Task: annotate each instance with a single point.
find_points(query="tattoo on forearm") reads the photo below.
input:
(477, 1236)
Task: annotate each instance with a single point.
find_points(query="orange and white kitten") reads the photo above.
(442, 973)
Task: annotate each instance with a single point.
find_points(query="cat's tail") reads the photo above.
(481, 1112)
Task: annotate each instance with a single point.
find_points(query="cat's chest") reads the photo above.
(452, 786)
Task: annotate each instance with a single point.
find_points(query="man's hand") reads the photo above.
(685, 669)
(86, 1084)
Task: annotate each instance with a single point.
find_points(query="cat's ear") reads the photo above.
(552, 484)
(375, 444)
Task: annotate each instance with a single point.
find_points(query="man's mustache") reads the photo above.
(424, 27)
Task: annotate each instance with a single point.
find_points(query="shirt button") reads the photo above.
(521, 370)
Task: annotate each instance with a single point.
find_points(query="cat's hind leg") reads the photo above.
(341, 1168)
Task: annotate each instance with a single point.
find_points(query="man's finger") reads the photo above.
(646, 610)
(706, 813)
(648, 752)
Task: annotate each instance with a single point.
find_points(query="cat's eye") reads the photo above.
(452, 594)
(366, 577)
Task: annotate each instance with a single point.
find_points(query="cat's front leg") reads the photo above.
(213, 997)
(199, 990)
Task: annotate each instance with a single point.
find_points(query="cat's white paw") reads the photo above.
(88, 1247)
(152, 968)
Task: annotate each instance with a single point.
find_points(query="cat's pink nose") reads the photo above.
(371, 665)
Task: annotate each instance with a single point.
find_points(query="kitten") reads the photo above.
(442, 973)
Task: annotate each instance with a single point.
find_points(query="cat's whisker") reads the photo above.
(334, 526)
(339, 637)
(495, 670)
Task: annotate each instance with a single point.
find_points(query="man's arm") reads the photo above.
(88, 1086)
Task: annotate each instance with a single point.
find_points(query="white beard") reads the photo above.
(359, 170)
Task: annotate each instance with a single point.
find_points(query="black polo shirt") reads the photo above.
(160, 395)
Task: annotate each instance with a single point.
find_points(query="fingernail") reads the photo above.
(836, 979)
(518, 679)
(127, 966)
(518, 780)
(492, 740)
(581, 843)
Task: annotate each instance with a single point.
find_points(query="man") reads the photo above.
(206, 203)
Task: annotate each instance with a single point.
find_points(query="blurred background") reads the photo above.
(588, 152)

----

■ WHAT YOU ARE ASKED TO DO
Count the lines in the material above that contain the word "white", treating uppercase and lowercase as different, and reply with that number alone.

■ COMPLETE OUTPUT
3